Pointing dataset excerpts
## Start
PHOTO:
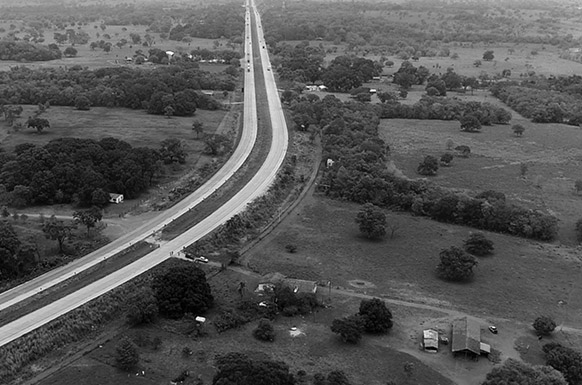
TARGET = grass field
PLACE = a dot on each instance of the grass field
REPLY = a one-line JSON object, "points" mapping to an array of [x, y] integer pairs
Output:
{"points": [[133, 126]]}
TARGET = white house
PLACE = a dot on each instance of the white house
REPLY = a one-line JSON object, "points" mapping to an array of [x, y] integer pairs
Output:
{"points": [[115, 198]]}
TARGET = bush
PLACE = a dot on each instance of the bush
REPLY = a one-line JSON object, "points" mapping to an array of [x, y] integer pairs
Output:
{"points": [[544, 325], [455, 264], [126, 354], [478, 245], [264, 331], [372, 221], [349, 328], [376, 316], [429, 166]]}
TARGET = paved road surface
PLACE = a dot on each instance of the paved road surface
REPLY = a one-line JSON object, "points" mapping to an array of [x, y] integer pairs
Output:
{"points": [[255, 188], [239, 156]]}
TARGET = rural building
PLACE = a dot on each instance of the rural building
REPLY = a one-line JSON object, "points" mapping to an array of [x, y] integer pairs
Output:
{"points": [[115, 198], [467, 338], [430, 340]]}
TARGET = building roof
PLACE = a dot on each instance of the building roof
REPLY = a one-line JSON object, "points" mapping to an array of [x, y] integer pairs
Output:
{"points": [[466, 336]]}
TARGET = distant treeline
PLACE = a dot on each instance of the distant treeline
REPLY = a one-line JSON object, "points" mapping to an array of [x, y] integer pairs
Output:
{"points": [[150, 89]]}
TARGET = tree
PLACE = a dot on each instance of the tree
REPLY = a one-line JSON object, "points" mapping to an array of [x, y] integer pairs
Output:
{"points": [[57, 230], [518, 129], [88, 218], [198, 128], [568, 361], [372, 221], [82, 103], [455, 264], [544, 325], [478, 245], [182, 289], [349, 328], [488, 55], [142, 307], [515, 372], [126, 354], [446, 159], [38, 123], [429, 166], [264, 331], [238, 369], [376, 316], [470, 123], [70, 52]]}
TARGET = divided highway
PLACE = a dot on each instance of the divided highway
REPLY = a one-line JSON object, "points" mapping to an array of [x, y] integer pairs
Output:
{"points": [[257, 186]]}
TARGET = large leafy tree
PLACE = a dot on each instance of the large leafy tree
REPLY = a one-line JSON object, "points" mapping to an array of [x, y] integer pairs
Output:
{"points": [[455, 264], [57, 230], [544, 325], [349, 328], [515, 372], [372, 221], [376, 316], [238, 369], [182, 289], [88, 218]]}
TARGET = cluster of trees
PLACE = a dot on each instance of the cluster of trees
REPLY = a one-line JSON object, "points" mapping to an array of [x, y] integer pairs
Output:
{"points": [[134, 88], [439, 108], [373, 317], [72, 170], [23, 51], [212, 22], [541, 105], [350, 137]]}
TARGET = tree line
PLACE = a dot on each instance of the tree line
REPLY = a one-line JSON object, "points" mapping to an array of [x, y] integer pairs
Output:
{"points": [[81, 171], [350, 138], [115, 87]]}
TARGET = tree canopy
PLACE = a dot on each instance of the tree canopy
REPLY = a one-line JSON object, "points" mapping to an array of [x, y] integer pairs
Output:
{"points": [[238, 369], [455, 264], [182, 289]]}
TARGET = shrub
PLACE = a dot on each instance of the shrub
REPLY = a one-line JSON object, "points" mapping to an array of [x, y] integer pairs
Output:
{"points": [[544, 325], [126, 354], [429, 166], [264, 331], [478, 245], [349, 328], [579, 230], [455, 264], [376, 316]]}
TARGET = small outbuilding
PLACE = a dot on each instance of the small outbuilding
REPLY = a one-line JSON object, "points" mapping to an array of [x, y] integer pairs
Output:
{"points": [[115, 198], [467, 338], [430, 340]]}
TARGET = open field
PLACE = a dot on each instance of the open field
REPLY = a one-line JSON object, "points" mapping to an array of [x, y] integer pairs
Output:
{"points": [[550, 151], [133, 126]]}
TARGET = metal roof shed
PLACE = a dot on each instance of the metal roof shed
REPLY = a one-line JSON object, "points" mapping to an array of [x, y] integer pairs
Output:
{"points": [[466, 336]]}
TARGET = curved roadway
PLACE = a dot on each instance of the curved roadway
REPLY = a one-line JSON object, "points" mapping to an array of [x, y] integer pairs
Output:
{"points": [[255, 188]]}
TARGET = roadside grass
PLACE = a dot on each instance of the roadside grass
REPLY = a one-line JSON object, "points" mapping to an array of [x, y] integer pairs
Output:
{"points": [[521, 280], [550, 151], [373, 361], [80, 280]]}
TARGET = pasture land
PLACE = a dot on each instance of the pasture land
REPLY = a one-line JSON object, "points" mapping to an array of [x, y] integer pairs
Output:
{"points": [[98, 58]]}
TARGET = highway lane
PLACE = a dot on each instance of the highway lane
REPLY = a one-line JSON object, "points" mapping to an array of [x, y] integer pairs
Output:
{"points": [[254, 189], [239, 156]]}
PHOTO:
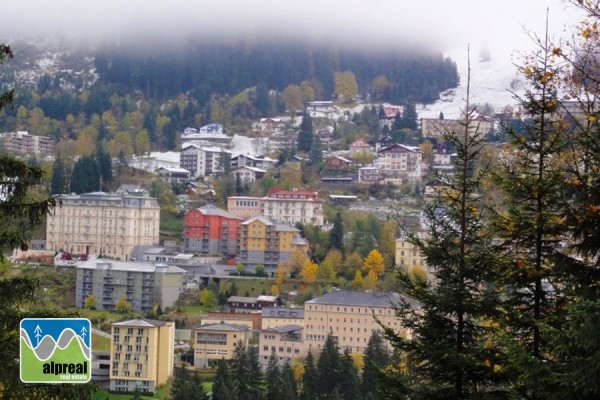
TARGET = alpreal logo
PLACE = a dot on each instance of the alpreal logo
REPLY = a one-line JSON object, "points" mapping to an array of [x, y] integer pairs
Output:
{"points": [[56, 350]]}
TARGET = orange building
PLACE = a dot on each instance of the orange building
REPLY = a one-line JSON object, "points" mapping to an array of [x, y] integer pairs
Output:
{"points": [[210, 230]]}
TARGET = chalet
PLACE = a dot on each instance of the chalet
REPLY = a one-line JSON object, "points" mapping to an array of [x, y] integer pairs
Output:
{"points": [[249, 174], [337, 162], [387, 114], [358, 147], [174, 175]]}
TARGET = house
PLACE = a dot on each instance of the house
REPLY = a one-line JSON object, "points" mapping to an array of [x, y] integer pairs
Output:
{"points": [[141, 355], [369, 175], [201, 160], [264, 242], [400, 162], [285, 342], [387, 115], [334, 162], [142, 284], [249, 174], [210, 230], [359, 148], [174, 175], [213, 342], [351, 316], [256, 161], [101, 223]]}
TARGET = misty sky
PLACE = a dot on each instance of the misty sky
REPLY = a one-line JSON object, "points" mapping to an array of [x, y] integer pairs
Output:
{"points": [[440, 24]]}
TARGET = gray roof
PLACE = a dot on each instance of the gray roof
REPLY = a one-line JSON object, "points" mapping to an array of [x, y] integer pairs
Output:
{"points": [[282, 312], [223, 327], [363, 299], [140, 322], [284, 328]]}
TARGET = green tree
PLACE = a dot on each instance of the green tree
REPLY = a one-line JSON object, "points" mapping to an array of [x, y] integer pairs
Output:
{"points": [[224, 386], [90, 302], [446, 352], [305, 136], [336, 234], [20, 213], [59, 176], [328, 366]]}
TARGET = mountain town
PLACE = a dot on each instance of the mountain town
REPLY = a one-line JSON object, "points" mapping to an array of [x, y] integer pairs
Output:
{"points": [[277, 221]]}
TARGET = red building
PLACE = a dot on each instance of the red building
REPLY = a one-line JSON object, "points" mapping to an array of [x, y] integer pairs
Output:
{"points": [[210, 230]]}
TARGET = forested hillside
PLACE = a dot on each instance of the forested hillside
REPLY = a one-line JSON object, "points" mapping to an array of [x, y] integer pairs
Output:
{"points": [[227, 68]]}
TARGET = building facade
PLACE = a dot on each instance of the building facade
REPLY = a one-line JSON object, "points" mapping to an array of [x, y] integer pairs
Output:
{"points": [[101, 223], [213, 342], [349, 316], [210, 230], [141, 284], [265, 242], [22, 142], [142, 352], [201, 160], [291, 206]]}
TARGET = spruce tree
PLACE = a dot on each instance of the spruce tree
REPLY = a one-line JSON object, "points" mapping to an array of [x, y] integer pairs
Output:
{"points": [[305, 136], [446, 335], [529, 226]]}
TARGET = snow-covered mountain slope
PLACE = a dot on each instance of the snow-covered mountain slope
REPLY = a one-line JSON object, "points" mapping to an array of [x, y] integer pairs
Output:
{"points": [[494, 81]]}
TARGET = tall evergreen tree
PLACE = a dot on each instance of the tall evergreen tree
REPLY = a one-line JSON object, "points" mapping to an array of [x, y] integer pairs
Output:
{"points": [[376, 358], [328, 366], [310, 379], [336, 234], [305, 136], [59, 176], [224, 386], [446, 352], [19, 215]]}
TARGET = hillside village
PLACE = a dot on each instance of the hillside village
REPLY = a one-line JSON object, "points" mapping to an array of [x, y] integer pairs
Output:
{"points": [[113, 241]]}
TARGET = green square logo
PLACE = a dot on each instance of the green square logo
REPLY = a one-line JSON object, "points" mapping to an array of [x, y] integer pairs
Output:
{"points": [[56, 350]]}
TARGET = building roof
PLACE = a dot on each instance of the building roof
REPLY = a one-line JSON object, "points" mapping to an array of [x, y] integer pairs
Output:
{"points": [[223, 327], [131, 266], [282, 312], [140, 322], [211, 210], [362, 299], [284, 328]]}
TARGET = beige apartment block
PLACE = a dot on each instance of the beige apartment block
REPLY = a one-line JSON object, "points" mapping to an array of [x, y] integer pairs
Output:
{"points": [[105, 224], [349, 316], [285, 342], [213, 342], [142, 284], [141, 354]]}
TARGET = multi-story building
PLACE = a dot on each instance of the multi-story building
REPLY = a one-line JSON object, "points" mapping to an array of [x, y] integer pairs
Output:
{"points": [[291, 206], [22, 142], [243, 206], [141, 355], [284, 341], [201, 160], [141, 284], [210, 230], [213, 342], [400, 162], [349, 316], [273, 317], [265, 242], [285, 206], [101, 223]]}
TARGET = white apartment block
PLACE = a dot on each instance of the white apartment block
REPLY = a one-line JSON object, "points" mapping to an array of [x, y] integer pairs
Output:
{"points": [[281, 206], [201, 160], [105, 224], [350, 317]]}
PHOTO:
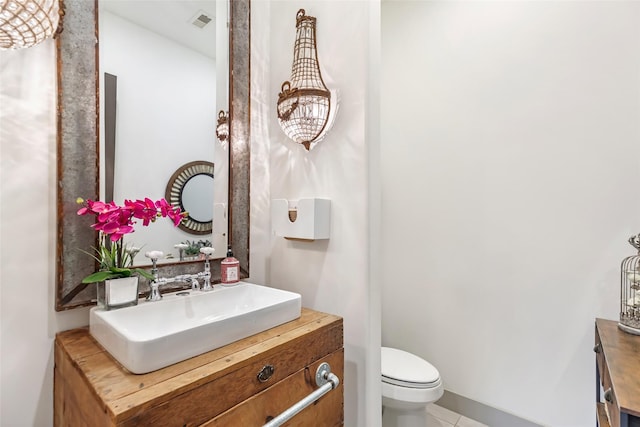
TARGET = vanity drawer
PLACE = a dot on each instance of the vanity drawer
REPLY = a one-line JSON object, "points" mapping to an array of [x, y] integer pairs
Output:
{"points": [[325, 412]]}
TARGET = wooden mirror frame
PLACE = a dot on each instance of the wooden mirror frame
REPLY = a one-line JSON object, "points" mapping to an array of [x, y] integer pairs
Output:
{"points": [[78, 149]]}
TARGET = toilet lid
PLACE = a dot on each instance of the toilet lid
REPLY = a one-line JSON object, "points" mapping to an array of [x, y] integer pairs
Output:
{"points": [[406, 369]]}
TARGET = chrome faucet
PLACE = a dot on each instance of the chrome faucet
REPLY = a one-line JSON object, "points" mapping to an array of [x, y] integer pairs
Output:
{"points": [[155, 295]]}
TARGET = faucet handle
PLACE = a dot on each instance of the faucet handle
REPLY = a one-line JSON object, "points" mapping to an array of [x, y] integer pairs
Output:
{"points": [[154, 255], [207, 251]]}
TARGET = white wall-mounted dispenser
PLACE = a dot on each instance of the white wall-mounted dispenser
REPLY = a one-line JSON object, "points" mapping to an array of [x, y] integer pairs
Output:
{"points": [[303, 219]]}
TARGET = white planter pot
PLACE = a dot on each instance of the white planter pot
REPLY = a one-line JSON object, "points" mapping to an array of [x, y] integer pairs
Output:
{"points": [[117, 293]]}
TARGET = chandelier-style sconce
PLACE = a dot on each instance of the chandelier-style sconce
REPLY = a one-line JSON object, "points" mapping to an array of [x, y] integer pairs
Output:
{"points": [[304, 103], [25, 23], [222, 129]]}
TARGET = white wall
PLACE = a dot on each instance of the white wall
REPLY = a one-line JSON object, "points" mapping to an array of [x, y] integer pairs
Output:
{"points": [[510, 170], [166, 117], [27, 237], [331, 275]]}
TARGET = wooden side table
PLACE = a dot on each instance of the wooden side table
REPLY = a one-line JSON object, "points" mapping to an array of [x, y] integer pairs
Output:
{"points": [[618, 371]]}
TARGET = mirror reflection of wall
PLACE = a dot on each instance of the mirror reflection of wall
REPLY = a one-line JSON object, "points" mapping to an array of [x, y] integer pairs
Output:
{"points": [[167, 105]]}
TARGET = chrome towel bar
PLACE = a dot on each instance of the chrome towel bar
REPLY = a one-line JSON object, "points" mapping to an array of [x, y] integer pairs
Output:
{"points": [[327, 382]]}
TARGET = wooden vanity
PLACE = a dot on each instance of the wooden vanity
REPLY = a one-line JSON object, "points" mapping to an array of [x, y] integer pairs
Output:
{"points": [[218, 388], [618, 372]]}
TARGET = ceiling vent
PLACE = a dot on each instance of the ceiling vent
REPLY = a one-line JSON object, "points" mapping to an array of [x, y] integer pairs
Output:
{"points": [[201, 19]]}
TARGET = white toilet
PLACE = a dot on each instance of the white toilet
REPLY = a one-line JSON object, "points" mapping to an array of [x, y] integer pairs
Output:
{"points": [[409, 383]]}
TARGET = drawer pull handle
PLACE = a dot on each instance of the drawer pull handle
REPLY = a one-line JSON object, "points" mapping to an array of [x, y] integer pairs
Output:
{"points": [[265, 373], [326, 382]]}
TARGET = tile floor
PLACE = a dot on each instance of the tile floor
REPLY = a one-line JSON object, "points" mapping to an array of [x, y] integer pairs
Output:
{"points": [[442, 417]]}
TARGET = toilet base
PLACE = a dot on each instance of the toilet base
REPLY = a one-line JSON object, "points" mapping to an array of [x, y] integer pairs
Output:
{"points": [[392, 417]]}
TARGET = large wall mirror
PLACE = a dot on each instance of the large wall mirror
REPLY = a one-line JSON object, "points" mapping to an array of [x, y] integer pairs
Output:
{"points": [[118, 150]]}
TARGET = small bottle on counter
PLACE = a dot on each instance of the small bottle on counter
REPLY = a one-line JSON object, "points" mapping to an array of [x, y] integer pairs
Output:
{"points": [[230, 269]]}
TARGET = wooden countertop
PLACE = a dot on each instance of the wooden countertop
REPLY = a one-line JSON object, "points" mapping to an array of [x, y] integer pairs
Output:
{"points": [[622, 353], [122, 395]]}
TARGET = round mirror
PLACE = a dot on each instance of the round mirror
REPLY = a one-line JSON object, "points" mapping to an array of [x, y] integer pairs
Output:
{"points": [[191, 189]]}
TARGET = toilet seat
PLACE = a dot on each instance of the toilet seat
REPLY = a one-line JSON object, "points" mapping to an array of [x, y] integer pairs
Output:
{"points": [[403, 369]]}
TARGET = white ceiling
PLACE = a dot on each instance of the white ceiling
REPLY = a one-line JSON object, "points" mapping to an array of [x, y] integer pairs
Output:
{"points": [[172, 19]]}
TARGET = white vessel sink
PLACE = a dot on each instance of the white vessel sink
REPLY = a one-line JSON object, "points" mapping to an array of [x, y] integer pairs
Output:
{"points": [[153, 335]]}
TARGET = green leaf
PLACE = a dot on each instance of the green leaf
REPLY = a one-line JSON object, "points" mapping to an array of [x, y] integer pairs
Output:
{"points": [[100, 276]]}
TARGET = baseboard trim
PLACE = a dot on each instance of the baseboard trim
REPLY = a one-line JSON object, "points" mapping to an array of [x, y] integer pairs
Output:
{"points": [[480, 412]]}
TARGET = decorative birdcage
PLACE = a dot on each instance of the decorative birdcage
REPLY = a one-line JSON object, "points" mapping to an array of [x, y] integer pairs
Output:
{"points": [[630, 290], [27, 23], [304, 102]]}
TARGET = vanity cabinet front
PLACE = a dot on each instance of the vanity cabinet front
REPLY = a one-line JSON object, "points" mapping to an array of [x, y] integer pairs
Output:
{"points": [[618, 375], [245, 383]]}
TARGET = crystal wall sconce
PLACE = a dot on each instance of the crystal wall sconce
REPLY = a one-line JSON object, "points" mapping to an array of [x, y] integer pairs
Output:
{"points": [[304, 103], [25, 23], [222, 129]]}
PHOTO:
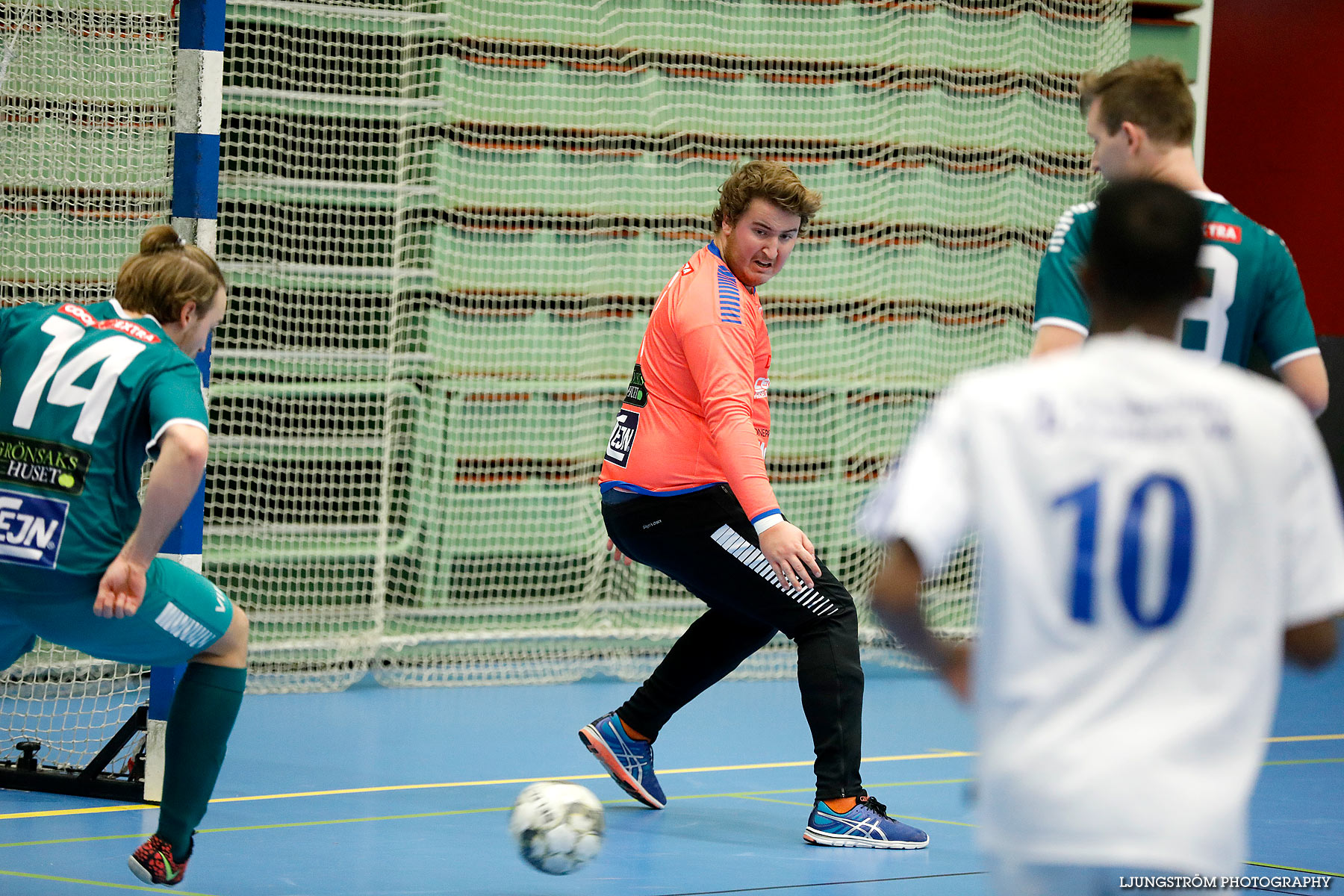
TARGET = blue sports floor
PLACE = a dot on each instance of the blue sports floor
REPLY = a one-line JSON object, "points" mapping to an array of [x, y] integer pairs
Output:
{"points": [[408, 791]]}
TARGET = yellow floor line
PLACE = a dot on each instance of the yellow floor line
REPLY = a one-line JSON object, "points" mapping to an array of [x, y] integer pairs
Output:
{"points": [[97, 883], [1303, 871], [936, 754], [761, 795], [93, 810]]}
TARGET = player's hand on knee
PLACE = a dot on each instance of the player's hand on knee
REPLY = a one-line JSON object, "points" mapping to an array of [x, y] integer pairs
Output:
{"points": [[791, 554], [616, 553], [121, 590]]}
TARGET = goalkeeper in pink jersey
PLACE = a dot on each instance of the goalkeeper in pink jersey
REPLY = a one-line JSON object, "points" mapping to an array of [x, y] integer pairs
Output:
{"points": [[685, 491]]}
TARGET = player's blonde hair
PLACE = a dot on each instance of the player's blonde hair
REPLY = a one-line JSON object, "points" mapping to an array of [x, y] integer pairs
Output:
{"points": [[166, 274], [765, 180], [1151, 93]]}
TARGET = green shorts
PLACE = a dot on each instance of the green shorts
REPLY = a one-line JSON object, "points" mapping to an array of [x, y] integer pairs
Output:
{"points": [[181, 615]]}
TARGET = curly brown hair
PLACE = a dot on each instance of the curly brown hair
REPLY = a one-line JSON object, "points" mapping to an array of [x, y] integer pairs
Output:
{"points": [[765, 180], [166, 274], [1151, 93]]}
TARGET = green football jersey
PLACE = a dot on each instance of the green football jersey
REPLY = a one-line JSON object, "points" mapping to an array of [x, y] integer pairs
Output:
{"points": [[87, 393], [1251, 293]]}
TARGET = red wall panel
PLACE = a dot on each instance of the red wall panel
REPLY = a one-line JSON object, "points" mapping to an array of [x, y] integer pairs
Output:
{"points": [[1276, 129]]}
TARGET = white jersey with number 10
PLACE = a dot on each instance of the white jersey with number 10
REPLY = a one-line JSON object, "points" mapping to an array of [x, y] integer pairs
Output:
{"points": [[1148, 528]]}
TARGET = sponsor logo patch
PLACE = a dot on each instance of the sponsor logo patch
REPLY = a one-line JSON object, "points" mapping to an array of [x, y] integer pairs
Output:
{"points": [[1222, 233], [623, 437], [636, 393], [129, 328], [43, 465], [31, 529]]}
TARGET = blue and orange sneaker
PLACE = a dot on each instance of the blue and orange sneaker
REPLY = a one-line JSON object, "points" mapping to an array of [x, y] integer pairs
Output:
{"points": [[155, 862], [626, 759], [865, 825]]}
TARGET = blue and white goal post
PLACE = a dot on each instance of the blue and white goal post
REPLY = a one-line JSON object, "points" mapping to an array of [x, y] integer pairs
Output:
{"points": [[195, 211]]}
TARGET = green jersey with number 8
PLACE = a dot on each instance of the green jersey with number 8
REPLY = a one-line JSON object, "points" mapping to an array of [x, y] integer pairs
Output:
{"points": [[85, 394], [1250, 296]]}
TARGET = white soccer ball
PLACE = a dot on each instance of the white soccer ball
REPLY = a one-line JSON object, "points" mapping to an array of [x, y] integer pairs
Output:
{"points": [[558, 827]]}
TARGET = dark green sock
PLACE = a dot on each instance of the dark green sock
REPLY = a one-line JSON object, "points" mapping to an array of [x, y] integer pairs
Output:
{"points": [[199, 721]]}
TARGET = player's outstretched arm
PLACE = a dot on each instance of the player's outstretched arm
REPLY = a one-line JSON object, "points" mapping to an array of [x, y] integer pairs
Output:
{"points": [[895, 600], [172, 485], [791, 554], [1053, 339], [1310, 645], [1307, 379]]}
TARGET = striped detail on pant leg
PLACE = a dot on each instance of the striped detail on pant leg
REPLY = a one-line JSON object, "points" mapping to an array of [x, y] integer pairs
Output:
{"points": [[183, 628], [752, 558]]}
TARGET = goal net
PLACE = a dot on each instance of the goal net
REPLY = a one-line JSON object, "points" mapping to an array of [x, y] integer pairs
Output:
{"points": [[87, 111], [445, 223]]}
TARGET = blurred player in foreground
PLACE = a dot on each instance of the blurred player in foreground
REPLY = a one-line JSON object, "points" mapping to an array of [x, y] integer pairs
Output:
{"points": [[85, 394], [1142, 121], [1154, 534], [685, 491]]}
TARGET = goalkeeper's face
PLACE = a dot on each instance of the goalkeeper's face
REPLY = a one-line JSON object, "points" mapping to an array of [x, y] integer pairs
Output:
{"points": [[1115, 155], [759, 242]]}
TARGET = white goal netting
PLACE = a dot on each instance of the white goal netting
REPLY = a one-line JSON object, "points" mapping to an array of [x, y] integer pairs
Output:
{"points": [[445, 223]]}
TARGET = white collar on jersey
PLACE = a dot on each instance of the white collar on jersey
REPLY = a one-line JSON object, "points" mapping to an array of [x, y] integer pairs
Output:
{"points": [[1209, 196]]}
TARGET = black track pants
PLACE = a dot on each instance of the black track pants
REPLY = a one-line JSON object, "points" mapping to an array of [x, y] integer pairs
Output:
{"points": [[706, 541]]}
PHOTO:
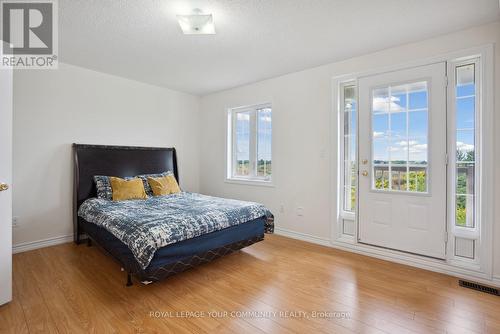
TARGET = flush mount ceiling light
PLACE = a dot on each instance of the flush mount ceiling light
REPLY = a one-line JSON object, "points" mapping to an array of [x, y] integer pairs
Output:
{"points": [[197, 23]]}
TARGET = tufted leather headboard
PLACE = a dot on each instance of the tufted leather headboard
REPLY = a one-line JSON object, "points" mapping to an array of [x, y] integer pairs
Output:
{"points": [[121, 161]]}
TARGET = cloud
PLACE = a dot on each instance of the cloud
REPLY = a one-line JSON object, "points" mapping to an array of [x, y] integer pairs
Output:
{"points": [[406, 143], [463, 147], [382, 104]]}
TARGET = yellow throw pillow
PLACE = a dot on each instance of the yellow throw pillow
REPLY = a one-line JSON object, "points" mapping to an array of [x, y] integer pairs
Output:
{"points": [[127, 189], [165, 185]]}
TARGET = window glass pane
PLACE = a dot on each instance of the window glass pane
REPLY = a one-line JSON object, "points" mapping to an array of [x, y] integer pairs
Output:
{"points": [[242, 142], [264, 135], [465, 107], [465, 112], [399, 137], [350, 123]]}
## End
* _Brief_
Copy exactly the lines above, from the one containing "TARGET = cloud" through the very last line.

* _Completed exercise_
TARGET = cloud
PLACE = a dot on each instance of the cloud
REPLY = a one-line JSON object, "points" mapping to an array of [x, y] integer pairs
Output:
{"points": [[406, 143], [463, 147], [382, 104]]}
TARGET = yellow throw pillow
PLACE = a dot on each instance of the yellow throw pillow
REPLY = a one-line JSON object, "points" mapping to an array of [x, y] integer pairs
Output:
{"points": [[127, 189], [165, 185]]}
TARGET = window glass pane
PLACE = a dot on each instance of the window glass pane
REPLY = a one-line JSON object, "points" mapping to an array of [x, y] integer pairs
Output:
{"points": [[242, 142], [264, 135], [465, 107], [465, 112], [399, 137], [350, 123]]}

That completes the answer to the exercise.